## Begin Stored rows

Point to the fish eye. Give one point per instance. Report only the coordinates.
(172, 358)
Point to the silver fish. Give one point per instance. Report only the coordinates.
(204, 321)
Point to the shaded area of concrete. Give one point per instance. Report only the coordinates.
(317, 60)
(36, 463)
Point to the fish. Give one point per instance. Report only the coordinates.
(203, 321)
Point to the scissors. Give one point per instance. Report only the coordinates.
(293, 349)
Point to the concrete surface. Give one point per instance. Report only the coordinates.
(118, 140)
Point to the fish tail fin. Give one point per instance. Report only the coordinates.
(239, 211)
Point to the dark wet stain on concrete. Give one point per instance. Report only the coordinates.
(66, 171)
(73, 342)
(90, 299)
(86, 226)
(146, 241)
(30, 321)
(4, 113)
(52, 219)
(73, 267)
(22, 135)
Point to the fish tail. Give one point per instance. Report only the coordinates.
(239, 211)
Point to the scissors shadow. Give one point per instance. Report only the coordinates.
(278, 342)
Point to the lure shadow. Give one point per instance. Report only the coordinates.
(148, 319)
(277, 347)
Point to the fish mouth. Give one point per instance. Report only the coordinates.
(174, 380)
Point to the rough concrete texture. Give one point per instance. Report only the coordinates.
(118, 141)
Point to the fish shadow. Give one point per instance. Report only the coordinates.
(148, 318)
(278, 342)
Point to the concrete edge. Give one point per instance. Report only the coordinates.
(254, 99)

## End Stored rows

## Directive:
Reproduce each of the entries above word for word, keeping their original order.

## Correct answer:
Point to the fish eye. Give one point per instance. Report only the coordinates.
(172, 358)
Point to the silver fish. Give one point per instance. Report only the coordinates.
(204, 321)
Point to the shaded area of concrete. Give one point per instance. Report only the coordinates.
(317, 60)
(36, 463)
Point to the fish. Give one point per instance. Report only the coordinates.
(203, 321)
Point to the scissors. Give one point per instance. Report only the coordinates.
(293, 349)
Point to the concrete surface. Give one point per instance. Report only the coordinates.
(118, 140)
Point to the fish tail fin. Give one point per instance. Report only the coordinates.
(239, 211)
Point to the dark wet stain on concrete. Give one point per instance. Report only the coordinates.
(66, 171)
(73, 342)
(90, 299)
(86, 226)
(146, 241)
(30, 321)
(4, 113)
(52, 219)
(73, 267)
(22, 135)
Point to the fish tail. Give one point per instance. Report only the coordinates.
(239, 211)
Point to the scissors shadow. Give one point per instance. Report only the coordinates.
(278, 342)
Point to the lure shadow. Give one point per instance. Report only the coordinates.
(148, 319)
(277, 347)
Point to the fish mouth. Give one point per instance. Report only the coordinates.
(174, 380)
Point to the rough concrete texture. Give one point per instance. Report only the coordinates.
(118, 141)
Point to the fish shadow. Give one point per instance. Report only the coordinates.
(148, 318)
(278, 342)
Point to the concrete edge. Give one point per instance. Report only the coordinates.
(254, 99)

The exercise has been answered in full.